* **To be done**
Update the lines below so that every "single marker" becomes "single dot", and leave everything else untouched.

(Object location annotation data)
****************************************
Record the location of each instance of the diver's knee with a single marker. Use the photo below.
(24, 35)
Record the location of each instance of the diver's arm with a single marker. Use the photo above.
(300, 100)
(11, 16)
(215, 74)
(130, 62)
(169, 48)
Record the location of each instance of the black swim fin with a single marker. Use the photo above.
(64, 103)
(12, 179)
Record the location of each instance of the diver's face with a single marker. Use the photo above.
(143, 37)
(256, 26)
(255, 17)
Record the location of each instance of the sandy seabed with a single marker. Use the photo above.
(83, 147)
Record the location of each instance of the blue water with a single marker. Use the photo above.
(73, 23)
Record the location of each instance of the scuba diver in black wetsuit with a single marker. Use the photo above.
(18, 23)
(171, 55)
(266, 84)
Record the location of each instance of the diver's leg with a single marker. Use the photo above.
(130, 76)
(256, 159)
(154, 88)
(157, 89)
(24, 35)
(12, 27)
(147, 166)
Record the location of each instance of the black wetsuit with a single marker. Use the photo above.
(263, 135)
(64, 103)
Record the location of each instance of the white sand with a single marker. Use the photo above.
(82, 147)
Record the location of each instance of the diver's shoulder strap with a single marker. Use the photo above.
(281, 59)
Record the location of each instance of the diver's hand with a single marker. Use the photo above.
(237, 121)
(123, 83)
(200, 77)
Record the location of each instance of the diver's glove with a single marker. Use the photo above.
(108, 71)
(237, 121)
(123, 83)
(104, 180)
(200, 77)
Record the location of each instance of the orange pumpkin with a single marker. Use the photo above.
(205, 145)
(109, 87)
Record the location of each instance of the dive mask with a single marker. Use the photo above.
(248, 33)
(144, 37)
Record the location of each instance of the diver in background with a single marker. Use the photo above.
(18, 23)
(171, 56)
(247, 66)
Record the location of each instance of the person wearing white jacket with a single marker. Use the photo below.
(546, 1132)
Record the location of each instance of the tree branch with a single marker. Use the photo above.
****************************************
* **Task answer**
Record the location of each instance of the diver's knee with a single dot. Use the photo below.
(24, 35)
Record the location of each instance of the diver's arm with a single dot. Use the photo above.
(300, 100)
(11, 16)
(215, 74)
(130, 62)
(169, 48)
Record the location of each instance of the black swim fin with a single dot. Use the photo above.
(64, 103)
(12, 179)
Record the location of each instance of the diver's face with a single dot. Use the photo above.
(143, 37)
(256, 26)
(255, 17)
Record the location of each instance of the sandy seabed with a single dot. Use the photo above.
(83, 147)
Record the location of each instance of the blue water with a single dot. Use the photo above.
(73, 23)
Record the location of each instance of the scuba diver in black wetsuit with a single dot. Use the photo above.
(18, 23)
(171, 55)
(266, 84)
Record the location of each instance of the diver's leg with a single dot. Use the photo above.
(130, 76)
(256, 159)
(154, 88)
(157, 89)
(24, 35)
(12, 27)
(147, 166)
Record the location of each instance of the black wetsuit with a single dot. Use the photo above.
(263, 135)
(64, 103)
Record the location of each instance of the white sand with a single dot. Use the photo above.
(82, 147)
Record the location of each instance of the diver's shoulder strap with a single dot. Use the photo above.
(281, 59)
Record the location of each instance of the diver's hand with a single dot. Use the photo above.
(237, 121)
(123, 83)
(200, 77)
Record the location of each instance of the diver's glove with a single dot. Use the photo above.
(108, 71)
(237, 121)
(123, 83)
(104, 180)
(200, 77)
Record the location of each instance of the orange pumpkin with a single dot. Use the photo above.
(205, 145)
(109, 87)
Record the location of each instance of the dive mask with a single dot. Use the photo above.
(248, 33)
(144, 37)
Record the location of each instance of the diver in background with a single dot. Use the photo above.
(18, 23)
(171, 56)
(247, 66)
Record the location of each instance of the person wearing white jacket with a single dot. Use the photo below.
(546, 1132)
Record the location of each instance of the tree branch with a single dot. Use the photo above.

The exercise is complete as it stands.